## Begin
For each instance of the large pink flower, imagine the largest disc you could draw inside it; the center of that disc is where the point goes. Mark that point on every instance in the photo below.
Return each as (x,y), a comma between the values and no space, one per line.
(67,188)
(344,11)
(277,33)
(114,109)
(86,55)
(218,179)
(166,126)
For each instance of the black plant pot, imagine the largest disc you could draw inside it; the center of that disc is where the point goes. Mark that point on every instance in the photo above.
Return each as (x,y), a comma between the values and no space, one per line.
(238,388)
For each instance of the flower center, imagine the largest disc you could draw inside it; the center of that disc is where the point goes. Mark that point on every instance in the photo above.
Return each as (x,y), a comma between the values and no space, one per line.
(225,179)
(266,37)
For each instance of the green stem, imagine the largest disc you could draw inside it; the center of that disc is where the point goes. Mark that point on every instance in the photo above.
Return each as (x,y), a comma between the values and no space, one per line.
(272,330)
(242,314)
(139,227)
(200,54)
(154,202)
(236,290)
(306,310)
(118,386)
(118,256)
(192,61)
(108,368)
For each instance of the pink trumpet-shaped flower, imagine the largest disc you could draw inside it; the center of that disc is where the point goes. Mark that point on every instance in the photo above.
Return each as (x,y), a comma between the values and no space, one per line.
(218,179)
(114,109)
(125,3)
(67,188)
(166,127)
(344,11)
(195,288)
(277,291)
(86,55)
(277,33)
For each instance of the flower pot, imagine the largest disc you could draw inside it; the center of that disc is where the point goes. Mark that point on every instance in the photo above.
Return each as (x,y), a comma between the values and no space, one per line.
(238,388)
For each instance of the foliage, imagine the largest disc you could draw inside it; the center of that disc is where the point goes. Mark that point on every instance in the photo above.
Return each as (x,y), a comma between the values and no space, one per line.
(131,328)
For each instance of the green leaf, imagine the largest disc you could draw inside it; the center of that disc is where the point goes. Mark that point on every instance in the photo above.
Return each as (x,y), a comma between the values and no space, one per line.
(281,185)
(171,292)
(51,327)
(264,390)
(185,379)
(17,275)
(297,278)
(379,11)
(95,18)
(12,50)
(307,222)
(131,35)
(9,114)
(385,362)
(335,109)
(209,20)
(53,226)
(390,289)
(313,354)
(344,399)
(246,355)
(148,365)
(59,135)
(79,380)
## End
## Begin
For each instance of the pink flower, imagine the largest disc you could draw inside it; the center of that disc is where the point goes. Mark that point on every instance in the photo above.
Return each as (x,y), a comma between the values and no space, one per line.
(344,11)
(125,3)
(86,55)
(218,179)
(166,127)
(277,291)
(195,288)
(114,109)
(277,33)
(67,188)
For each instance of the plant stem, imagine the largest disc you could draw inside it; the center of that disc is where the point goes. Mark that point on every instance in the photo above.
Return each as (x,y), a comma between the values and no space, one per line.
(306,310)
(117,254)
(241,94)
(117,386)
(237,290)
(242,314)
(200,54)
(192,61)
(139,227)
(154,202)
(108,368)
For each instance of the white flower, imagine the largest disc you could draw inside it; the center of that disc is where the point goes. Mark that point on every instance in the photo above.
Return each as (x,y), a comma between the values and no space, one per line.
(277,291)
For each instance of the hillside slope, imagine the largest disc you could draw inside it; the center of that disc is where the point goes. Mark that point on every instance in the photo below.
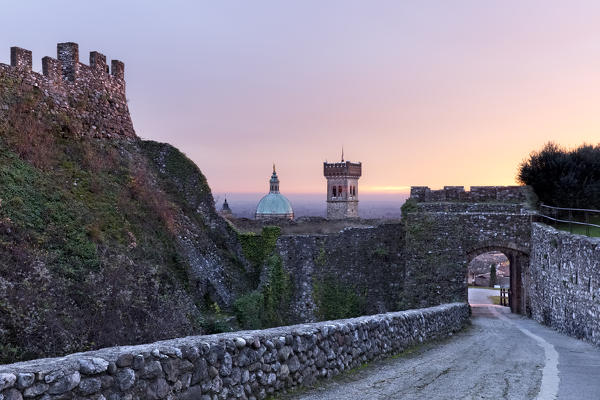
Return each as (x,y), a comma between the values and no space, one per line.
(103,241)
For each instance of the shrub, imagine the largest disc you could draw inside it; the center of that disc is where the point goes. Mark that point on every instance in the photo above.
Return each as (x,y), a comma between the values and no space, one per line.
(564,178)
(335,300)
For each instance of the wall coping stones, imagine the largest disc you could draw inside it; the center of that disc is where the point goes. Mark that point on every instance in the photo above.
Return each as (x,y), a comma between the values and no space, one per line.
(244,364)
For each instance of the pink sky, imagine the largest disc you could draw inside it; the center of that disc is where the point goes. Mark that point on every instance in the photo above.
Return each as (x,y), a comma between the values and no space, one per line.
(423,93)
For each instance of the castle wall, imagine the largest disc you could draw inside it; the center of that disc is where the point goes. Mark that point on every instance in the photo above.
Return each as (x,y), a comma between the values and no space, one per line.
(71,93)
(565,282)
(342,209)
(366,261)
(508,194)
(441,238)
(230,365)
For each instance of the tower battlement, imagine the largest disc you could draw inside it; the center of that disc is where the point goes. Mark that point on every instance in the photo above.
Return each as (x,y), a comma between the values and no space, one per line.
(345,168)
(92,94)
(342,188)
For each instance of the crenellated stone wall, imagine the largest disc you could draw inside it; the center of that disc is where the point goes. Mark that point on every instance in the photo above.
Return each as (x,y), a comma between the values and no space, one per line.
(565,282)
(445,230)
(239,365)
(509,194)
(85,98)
## End
## Begin
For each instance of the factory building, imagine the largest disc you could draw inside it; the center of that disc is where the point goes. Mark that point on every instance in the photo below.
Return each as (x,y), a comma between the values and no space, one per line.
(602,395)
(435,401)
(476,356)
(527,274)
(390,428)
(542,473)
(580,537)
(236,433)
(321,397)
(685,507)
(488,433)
## End
» **What the task asks**: Gather every line of the data above that contains the string "stem", and copy each one out in full. Treat uppercase and lowercase letters as distinct.

» **Correct response**:
For each instance of the green stem, imagine the largest disc you could draw inside it; the center of that disc is where the point goes. Mark that point on every instance in the photo above.
For each instance of the plant stem, imagine the largest disc you could draw inside it; the center of that disc is where the point goes. Mark that point on every instance in the photo above.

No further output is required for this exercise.